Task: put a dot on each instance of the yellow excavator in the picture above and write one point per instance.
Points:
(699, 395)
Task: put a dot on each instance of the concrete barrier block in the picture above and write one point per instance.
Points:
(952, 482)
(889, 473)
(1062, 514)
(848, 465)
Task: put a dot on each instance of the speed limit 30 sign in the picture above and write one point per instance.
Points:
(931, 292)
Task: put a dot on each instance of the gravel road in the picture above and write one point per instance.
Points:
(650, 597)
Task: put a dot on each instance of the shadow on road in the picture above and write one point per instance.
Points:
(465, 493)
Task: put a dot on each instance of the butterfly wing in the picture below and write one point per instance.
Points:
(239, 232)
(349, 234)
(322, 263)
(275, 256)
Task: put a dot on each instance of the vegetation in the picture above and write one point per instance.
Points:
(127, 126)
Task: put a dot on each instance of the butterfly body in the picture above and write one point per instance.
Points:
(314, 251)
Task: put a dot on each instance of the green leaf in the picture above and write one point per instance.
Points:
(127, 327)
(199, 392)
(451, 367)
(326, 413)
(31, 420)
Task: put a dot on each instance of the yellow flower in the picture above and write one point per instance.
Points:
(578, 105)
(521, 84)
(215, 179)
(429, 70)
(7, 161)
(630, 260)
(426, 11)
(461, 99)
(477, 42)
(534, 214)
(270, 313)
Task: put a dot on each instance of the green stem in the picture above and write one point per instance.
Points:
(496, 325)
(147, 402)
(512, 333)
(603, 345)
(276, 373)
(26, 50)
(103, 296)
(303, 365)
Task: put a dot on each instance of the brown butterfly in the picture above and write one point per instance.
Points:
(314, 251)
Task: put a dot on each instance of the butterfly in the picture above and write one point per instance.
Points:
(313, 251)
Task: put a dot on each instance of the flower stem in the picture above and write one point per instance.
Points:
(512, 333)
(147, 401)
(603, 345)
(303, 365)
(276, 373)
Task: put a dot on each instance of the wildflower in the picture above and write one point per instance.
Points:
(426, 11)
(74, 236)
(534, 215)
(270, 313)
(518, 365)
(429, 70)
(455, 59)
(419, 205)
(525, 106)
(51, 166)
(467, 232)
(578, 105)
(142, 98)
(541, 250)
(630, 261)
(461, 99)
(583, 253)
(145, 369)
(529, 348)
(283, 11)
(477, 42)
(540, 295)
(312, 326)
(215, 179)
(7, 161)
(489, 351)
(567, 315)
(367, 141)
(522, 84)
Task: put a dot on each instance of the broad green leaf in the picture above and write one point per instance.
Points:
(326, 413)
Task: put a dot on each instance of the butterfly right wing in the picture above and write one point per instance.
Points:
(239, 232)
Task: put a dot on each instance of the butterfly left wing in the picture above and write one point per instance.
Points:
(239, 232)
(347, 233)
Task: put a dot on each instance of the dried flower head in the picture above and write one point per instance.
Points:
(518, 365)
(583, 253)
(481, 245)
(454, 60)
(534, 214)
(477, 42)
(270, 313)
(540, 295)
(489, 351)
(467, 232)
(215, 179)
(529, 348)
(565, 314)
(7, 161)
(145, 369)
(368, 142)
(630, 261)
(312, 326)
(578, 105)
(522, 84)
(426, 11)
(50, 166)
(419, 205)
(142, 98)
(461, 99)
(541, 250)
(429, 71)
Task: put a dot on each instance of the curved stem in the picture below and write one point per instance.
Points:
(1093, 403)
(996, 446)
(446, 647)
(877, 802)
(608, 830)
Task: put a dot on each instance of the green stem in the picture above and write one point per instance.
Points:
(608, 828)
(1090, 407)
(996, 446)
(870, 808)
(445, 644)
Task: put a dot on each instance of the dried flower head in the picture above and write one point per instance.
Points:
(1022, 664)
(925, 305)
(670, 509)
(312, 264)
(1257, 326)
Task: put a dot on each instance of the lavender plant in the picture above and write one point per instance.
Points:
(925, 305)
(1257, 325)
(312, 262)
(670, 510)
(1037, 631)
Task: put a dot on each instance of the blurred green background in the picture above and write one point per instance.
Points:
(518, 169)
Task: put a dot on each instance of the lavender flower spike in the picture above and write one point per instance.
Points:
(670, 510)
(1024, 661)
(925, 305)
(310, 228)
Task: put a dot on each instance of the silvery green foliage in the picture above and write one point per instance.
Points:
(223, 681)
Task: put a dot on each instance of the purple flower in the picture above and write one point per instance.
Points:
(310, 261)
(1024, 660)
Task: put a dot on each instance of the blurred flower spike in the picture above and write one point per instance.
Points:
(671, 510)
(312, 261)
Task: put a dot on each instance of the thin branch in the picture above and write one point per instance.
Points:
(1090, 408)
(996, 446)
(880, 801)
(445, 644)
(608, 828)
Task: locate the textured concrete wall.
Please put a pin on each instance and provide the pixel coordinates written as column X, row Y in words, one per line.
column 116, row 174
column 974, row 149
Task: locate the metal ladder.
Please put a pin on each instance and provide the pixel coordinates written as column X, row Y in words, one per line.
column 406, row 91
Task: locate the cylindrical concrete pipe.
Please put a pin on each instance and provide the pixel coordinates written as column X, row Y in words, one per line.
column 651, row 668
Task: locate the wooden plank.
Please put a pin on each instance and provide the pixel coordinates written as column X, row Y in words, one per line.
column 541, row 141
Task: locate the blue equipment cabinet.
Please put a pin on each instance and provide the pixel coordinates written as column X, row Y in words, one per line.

TASK OBJECTIVE> Repeat everything in the data above word for word, from the line that contains "Task: put a dot on each instance of the thin" down to the line that contains "column 406, row 91", including both of those lines.

EXERCISE ANSWER>
Task: put a dot on each instance of the thin branch in the picture above and write one point per instance.
Points:
(1090, 408)
(996, 446)
(880, 801)
(445, 644)
(608, 828)
Task: locate the textured concrete wall.
Please put a pin on each instance and provide the pixel coordinates written as column X, row Y in words, one per line.
column 116, row 174
column 974, row 149
Task: locate the metal ladder.
Please put a pin on each instance and provide the pixel coordinates written as column X, row Y in words, one per line.
column 406, row 91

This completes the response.